> _To be done_:
**a.** In the passage on penal substitution, retype the section from "These emphases are" up to and including "reject it too.".
**b.** Render this sentence from the passage on penal substitution in Spanish: "Likewise, when I was discussing God’s attitude toward sin, I said that God hates sin in us and for us."

But he was wounded for our transgressions,
crushed for our iniquities;
upon him was the punishment that made us whole,
and by his bruises we are healed.

Likewise, when I was discussing God’s attitude toward sin, I said that God hates sin in us and for us.

In fact, God hates [sin] for us so much that through the cross of Christ, God received the punishment that we deserved—God died the death that we deserved to die—so that we could be brought into a saving relationship with God. This is God’s gift of love for us.

I hope more than anything that this statement emphasizes three points: 1) Sin is a cosmically serious problem. 2) God suffered and died for us—in our place—on the cross in order to solve that problem. 3) God did so out of an incomprehensible love for us.

These emphases are important because of the way that penal substitution theory is often caricatured: An angry God sent his Son Jesus, an innocent victim, to die on the cross in order to appease God’s wrath. Its critics reject this caricature on the grounds that it is “cosmic child abuse.” Of course, if this were the meaning of penal substitution, we should reject it too.

> _Entries supplied_:

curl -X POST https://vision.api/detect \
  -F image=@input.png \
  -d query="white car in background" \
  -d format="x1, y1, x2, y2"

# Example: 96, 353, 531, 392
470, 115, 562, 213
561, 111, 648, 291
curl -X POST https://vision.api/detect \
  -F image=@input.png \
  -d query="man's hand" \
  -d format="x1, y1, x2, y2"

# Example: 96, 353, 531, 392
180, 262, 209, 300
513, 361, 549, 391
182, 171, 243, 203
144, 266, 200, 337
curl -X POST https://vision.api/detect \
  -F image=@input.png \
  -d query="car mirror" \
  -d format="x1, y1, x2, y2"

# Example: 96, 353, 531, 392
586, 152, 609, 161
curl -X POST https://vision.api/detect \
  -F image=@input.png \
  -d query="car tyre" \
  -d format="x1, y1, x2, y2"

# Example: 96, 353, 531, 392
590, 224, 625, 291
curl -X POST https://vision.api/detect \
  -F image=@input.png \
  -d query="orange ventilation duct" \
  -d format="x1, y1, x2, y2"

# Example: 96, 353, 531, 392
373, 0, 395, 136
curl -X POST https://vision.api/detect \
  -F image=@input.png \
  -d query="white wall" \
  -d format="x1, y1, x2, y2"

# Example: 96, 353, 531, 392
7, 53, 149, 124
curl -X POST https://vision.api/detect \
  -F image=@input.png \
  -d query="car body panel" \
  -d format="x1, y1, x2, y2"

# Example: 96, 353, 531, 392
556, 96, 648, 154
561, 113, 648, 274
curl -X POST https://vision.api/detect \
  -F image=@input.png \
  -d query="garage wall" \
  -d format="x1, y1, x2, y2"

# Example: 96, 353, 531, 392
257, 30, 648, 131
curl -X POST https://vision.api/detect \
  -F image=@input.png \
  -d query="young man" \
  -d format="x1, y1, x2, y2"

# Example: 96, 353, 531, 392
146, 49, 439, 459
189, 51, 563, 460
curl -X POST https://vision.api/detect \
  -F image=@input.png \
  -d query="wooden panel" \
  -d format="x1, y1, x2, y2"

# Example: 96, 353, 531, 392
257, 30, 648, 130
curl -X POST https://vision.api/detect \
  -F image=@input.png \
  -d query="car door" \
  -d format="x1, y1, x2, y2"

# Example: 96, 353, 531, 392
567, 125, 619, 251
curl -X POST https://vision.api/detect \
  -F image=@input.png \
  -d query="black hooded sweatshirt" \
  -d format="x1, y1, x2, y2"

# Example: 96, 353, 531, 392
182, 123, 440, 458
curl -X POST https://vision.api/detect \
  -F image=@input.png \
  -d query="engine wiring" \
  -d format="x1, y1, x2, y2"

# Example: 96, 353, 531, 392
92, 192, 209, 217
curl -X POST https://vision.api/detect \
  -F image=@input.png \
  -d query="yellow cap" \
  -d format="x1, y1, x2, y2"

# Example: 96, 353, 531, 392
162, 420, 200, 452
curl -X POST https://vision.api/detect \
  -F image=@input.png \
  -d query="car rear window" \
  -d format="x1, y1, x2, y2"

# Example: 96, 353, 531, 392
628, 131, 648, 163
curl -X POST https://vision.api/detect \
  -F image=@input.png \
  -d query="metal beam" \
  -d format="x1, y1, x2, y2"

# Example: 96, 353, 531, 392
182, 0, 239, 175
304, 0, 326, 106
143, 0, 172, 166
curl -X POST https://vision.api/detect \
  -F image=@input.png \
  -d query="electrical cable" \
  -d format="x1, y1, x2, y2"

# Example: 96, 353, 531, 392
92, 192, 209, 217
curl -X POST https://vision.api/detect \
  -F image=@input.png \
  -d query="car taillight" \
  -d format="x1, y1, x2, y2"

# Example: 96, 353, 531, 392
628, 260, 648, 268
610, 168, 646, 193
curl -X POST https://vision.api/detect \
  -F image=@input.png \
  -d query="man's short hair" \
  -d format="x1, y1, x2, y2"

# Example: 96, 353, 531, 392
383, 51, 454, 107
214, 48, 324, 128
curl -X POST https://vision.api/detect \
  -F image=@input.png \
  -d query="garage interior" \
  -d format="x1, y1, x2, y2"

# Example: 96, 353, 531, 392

> _Replies_:
**a.**
These emphases are important because of the way that penal substitution theory is often caricatured: An angry God sent his Son Jesus, an innocent victim, to die on the cross in order to appease God’s wrath. Its critics reject this caricature on the grounds that it is “cosmic child abuse.” Of course, if this were the meaning of penal substitution, we should reject it too.

**b.** Del mismo modo, cuando hablaba de la actitud de Dios hacia el pecado, dije que Dios odia el pecado en nosotros y por nosotros.